Work to do:
All entries must be repeated exactly; do not include the pictures.
○ ○ ○ ○ ○ ○ ○
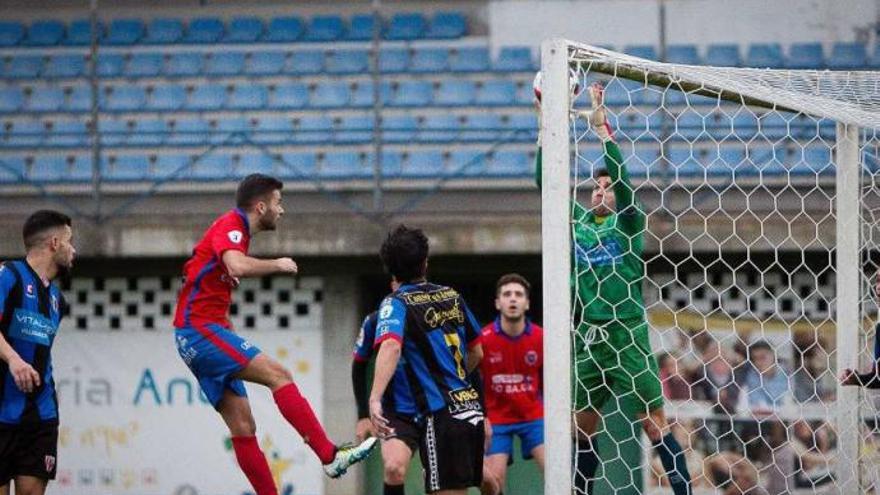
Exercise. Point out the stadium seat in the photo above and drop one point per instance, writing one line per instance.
(324, 28)
(184, 64)
(64, 66)
(447, 25)
(455, 93)
(11, 33)
(244, 30)
(412, 94)
(224, 64)
(470, 59)
(284, 29)
(126, 98)
(206, 97)
(45, 33)
(406, 27)
(248, 97)
(167, 97)
(302, 63)
(125, 31)
(430, 60)
(164, 31)
(514, 59)
(498, 92)
(723, 55)
(360, 28)
(805, 56)
(265, 63)
(204, 30)
(289, 96)
(848, 56)
(144, 65)
(347, 62)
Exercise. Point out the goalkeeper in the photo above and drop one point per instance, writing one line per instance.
(611, 349)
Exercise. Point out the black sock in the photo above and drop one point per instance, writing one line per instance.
(393, 490)
(587, 460)
(675, 464)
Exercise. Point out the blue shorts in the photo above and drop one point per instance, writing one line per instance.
(214, 353)
(530, 433)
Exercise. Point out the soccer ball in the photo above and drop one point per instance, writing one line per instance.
(574, 85)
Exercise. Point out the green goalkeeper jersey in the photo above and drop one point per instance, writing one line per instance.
(607, 256)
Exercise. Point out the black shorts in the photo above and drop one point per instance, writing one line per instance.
(451, 450)
(28, 450)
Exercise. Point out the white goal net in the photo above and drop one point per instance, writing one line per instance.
(752, 242)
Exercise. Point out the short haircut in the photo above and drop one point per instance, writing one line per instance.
(255, 187)
(39, 223)
(513, 278)
(404, 253)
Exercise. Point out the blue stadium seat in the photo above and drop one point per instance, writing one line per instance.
(440, 128)
(324, 28)
(23, 67)
(430, 60)
(424, 164)
(206, 97)
(224, 64)
(412, 94)
(125, 31)
(11, 33)
(164, 31)
(399, 128)
(347, 62)
(409, 26)
(498, 92)
(848, 56)
(110, 64)
(248, 97)
(360, 28)
(311, 62)
(471, 59)
(284, 29)
(683, 54)
(67, 134)
(265, 63)
(184, 64)
(244, 30)
(455, 93)
(724, 55)
(149, 132)
(331, 95)
(289, 96)
(394, 60)
(79, 33)
(168, 97)
(42, 99)
(45, 33)
(144, 65)
(313, 129)
(447, 25)
(514, 59)
(805, 56)
(272, 130)
(126, 98)
(204, 30)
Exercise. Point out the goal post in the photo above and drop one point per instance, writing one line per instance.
(758, 252)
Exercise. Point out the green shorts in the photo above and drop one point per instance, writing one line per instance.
(614, 359)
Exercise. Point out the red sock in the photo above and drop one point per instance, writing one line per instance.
(254, 465)
(297, 411)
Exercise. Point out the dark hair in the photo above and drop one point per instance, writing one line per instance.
(404, 253)
(513, 278)
(39, 222)
(255, 187)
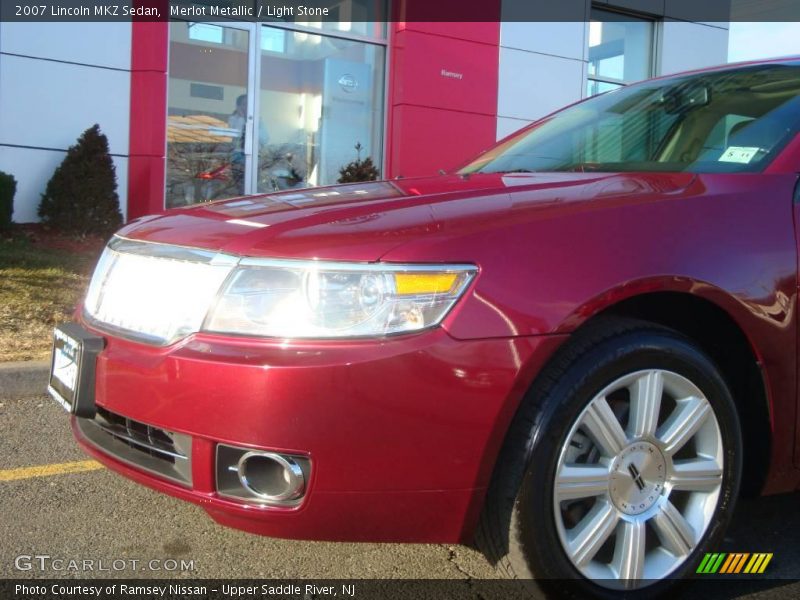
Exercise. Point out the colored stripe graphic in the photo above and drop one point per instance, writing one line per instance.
(711, 563)
(733, 563)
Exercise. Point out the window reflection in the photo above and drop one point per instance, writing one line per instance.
(320, 96)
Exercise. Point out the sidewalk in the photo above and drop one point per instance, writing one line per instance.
(23, 378)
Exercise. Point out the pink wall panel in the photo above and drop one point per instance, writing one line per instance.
(148, 125)
(475, 31)
(427, 139)
(439, 120)
(443, 72)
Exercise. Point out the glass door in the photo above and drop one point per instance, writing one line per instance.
(319, 107)
(210, 110)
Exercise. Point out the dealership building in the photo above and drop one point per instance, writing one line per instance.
(198, 110)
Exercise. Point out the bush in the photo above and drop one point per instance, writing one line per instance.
(81, 197)
(8, 187)
(358, 170)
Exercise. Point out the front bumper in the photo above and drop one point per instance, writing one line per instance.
(401, 433)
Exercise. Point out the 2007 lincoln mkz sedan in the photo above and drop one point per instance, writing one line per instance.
(578, 349)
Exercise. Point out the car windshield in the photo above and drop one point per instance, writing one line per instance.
(735, 120)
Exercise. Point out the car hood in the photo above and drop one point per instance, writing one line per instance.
(365, 221)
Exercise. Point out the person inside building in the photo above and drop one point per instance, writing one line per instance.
(238, 121)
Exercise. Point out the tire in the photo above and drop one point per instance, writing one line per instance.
(673, 410)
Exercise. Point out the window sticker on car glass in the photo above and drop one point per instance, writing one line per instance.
(740, 154)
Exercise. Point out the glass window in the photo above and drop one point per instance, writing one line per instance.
(365, 18)
(734, 120)
(208, 84)
(620, 50)
(320, 96)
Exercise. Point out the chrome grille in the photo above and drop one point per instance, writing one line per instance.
(156, 450)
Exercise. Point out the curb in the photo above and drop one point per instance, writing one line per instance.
(23, 378)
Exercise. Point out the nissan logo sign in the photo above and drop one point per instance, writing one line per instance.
(348, 83)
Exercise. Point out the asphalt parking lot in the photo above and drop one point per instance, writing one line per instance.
(92, 513)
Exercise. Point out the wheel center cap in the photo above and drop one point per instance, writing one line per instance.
(637, 478)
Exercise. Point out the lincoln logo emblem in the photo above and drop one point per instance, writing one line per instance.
(637, 477)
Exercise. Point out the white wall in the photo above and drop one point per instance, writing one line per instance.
(686, 46)
(57, 80)
(543, 65)
(541, 69)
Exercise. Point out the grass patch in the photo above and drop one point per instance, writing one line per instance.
(40, 285)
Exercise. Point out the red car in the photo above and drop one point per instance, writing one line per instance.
(578, 349)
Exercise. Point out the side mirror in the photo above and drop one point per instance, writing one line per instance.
(684, 98)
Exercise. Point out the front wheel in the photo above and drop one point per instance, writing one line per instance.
(620, 469)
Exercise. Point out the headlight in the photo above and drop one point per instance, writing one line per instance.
(309, 299)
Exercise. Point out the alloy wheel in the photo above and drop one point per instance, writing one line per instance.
(638, 479)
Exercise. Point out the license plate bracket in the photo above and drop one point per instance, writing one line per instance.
(72, 368)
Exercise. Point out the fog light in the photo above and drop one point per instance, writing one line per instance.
(270, 476)
(261, 476)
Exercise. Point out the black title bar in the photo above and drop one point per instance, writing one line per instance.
(393, 10)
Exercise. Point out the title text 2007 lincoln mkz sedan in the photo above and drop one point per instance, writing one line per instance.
(579, 349)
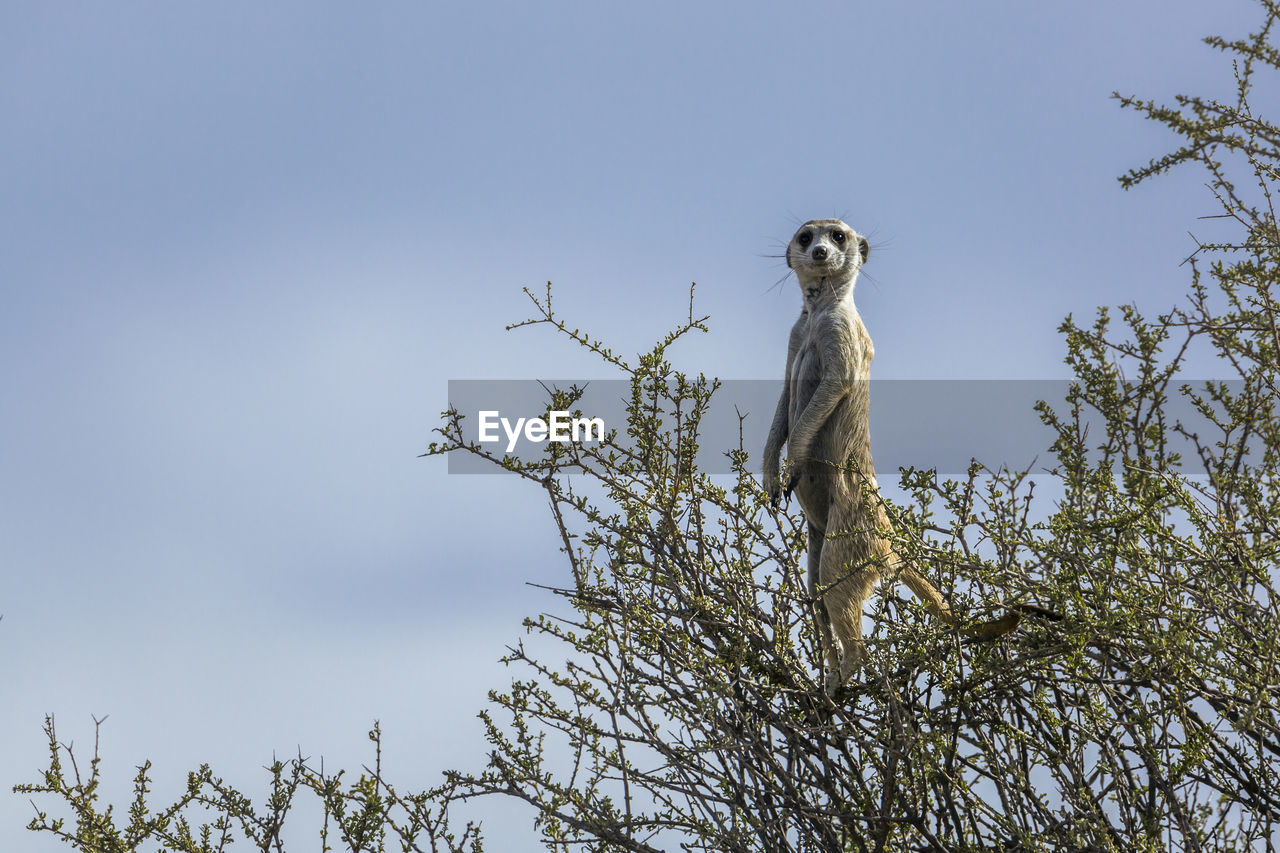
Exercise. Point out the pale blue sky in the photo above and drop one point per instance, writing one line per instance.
(243, 249)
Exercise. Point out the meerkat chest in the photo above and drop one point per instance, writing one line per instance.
(833, 340)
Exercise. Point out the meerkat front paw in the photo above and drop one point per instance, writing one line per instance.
(790, 478)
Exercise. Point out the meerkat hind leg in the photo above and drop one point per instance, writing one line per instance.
(827, 646)
(845, 589)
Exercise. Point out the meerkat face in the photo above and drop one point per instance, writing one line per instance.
(826, 249)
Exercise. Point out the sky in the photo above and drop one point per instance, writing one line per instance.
(243, 249)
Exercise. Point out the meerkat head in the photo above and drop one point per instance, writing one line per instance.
(826, 250)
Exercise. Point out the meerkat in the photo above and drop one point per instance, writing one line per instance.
(822, 416)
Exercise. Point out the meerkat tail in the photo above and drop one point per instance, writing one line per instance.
(927, 593)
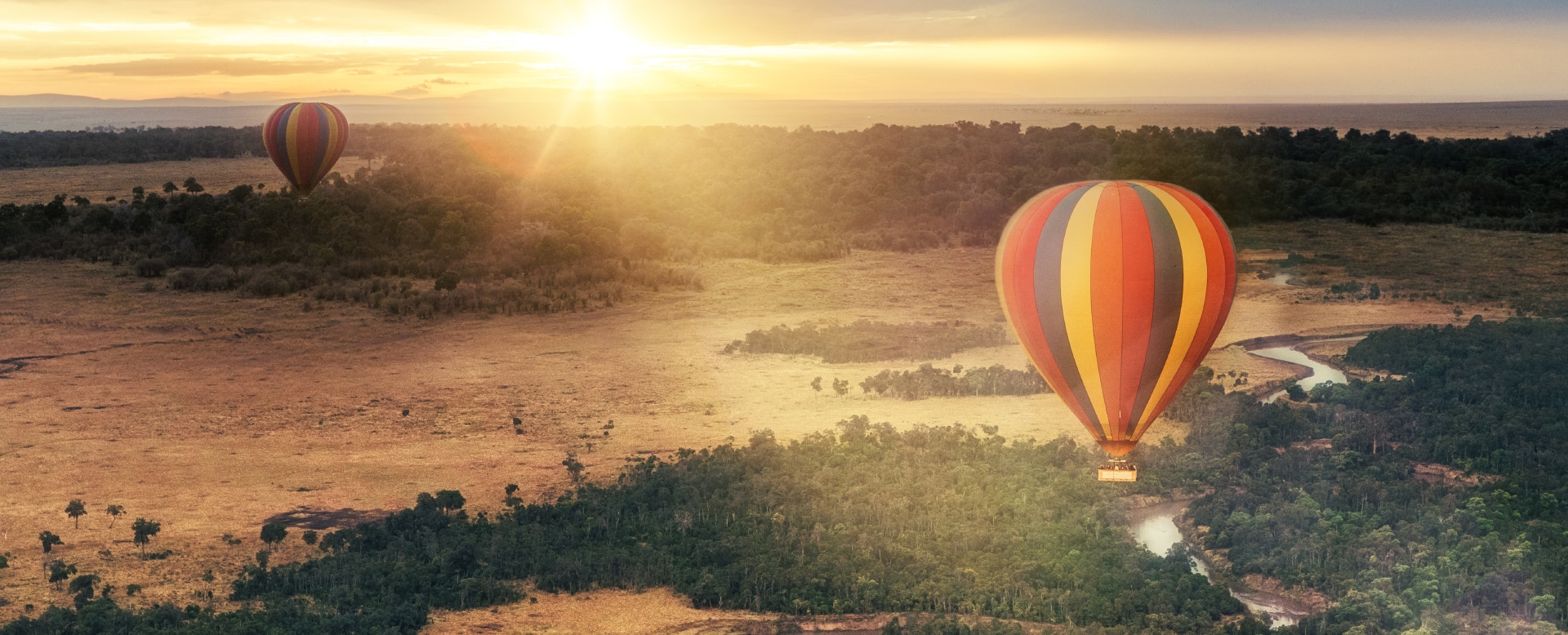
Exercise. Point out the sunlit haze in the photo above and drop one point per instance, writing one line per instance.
(1211, 51)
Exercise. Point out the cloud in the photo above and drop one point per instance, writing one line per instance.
(206, 64)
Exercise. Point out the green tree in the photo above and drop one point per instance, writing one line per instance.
(274, 534)
(143, 531)
(449, 500)
(59, 571)
(76, 508)
(82, 587)
(51, 540)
○ ○ ○ ○ ○ ○ ○
The completed task:
Exercise. Point out the stadium seat in the photo above and drop one point per instance, writing one line per instance.
(324, 28)
(184, 64)
(64, 66)
(447, 25)
(455, 93)
(11, 33)
(244, 30)
(412, 94)
(224, 64)
(470, 59)
(284, 29)
(126, 98)
(206, 97)
(45, 33)
(406, 27)
(248, 97)
(167, 97)
(302, 63)
(125, 31)
(430, 60)
(164, 31)
(514, 59)
(498, 92)
(723, 55)
(360, 28)
(805, 56)
(265, 63)
(204, 30)
(289, 96)
(848, 56)
(144, 65)
(347, 62)
Exercise. Point out the goalkeeper in the photo above and drop one point per instance, writing one line per instance.
(611, 349)
Exercise. Point out the black sock in the photo above and drop one point per instance, writing one line per instance.
(393, 490)
(587, 460)
(675, 464)
Exercise. Point out the blue shorts in the photo above and drop one point per instance, writing one line per instance.
(214, 353)
(530, 433)
Exercise. Point out the soccer ball in the photo above and drop one point per instance, writing one line per instance.
(574, 85)
Exercise. Point out the green goalkeeper jersey in the photo above and drop one point per instance, writing one line per instance.
(607, 256)
Exercise. Point out the black shorts in the photo above and drop one point per instance, writing one line per instance.
(451, 450)
(28, 450)
Exercise. Point out the white goal net in the photo above and drop one point per instance, writing one line per instance.
(752, 242)
Exercise. Point out the short haircut in the photo above and drop one point per instance, writing one line per instance.
(255, 187)
(39, 223)
(513, 278)
(404, 253)
Exercise. Point out the blue stadium seat in the photo above and drop one point per instance, writing one line per instance.
(440, 128)
(324, 28)
(23, 67)
(430, 60)
(424, 164)
(206, 97)
(224, 64)
(412, 94)
(125, 31)
(11, 33)
(164, 31)
(399, 128)
(347, 62)
(409, 26)
(498, 92)
(848, 56)
(110, 64)
(248, 97)
(360, 28)
(311, 62)
(471, 59)
(284, 29)
(683, 54)
(67, 134)
(265, 63)
(184, 64)
(244, 30)
(455, 93)
(724, 55)
(149, 132)
(331, 95)
(289, 96)
(394, 60)
(79, 33)
(168, 97)
(42, 99)
(45, 33)
(144, 65)
(313, 129)
(447, 25)
(514, 59)
(805, 56)
(272, 130)
(126, 98)
(204, 30)
Exercise. Point out the goal post in the photo above and drop one point per instance, writing one line per instance.
(758, 252)
Exercise. Point out the green shorts in the photo above and drop one point per instance, writing one line per instance.
(614, 359)
Exercise. Point out the red sock in the photo above and drop one point per instance, writing one line per instance.
(254, 465)
(297, 411)
Exercise. Point out the dark hair in the photo above and drop one point per instance, writing one line per instance.
(404, 253)
(513, 278)
(39, 222)
(255, 187)
Exercise. Point out the colored stripe graphic in the photo above and drop one point per instance, writing one line per instance.
(711, 563)
(733, 563)
Exercise. Point out the window reflection in the photo above and drop one point per instance, writing one line per instance.
(320, 96)
Exercise. Point out the sidewalk in the photo above and drop one point per instance, writing one line per instance.
(23, 378)
Exercise. Point out the pink wall panel in the photo above and drop one point per instance, writing one line per instance.
(148, 125)
(475, 31)
(427, 139)
(439, 120)
(443, 72)
Exercise. Point out the glass door in the photo above and drop one point per instance, writing one line per instance.
(319, 107)
(210, 110)
Exercise. Point out the dealership building in the photo above and drop one point per instance, writing one line per instance.
(198, 110)
Exercise. Point out the bush in the photo above and drop one point per instance, writing one line per instance.
(81, 197)
(8, 187)
(358, 170)
Exercise. Point out the front bumper in the photo above and drop one point per instance, writing one line per instance.
(401, 433)
Exercise. Point out the 2007 lincoln mkz sedan in the photo above and drop one point per instance, writing one line per instance.
(578, 349)
Exercise. Point out the car windshield in the photo above and drop one point per instance, writing one line per instance.
(735, 120)
Exercise. Point out the car hood in the photo above and drop one point per instance, writing one line per instance.
(365, 221)
Exercise. Point out the person inside building in the photo above and drop one point per instance, writing one line per instance.
(238, 121)
Exercise. Point out the tire in the photo above and drop one point per instance, writing one line per instance.
(673, 410)
Exercise. Point out the window sticker on car glass in the photo above and drop one point per instance, writing one line per instance.
(740, 154)
Exercise. Point out the glass window in the photo above and drop one point per instance, writing one line per instance.
(365, 18)
(734, 120)
(208, 84)
(620, 50)
(320, 96)
Exercise. Point out the chrome grille in the photo above and drop one point per instance, writing one line per instance.
(156, 450)
Exercise. Point out the curb in the photo above and drop one point per instance, writing one line per instance.
(23, 378)
Exercise. Point out the nissan logo sign in the photo above and drop one point per instance, writing one line per instance.
(348, 83)
Exercise. Point out the asphalt parking lot in the photo above and drop one point per instance, writing one line per instance.
(92, 513)
Exercise. Point out the wheel center cap in the photo above and drop one point per instance, writing one line per instance.
(637, 478)
Exercise. Point out the lincoln logo emblem in the photo above and drop one point per instance, writing one line per instance.
(637, 477)
Exercise. Point out the white wall in the photo above and drop one point per instance, writing one line per instance.
(686, 46)
(57, 80)
(543, 65)
(541, 69)
Exercise. Point out the grass patch in the photo above and drop one point per instance, writing one line per instance.
(40, 285)
Exercise. Point out the red car in the photo above and drop one point per instance, writing one line per instance.
(578, 349)
Exercise. Point out the side mirror in the photo above and drop one point per instance, writing one line per instance.
(684, 98)
Exercise. Point out the front wheel in the photo above and drop one point per instance, writing one line per instance.
(620, 469)
Exercise. Point out the headlight in the photo above and drop one point per instance, writing one line per instance.
(309, 299)
Exercise. Point out the alloy wheel in the photo above and drop one point per instance, writing one line per instance.
(638, 479)
Exercise. Point out the license plate bracket in the photo above and drop one point per instance, writing one line per instance.
(72, 368)
Exercise. Point out the fog light in the photo above and drop one point per instance, writing one line per instance.
(270, 476)
(261, 476)
Exercise. Point out the black title bar in the photo above and drop one point per instance, writing one line per instance.
(393, 10)
Exercise. Point out the title text 2007 lincoln mkz sedan in the photo above and drop one point per instance, writing one line per instance.
(579, 349)
Exercise. Point out the pale blue sky in the photo above and drop one point per instance, writing one line per instance.
(243, 249)
Exercise. Point out the meerkat chest in the photo above and drop one point per instance, writing one line per instance.
(833, 340)
Exercise. Point out the meerkat front paw in the photo above and drop one point per instance, writing one line per instance.
(790, 478)
Exercise. Point out the meerkat hind leg in the photo above and drop one point per instance, writing one line per instance.
(827, 646)
(845, 589)
Exercise. Point out the meerkat face in the photo above and drop one point per instance, writing one line per instance.
(826, 249)
Exercise. Point out the sky in the photo above and drop one point per instance, writing one line per instance.
(243, 249)
Exercise. Point out the meerkat head in the photo above and drop one point per instance, writing one line per instance.
(826, 250)
Exercise. Point out the meerkat in the photo above and drop one point per instance, writing one line per instance.
(822, 416)
Exercise. Point out the meerkat tail in the photo above and drop one point per instance, writing one line per instance.
(927, 593)
Exercise. Point out the sunlit haze in the photo above and drop one point per instance, writing one line per instance.
(1211, 51)
Exercise. Point out the cloud in the photo above and drop one point per instance, writing one line per instance.
(206, 64)
Exercise. Point out the green tree in the photo above and drop one point per instance, writing one line per instance.
(274, 534)
(143, 531)
(449, 500)
(59, 571)
(76, 508)
(82, 587)
(51, 540)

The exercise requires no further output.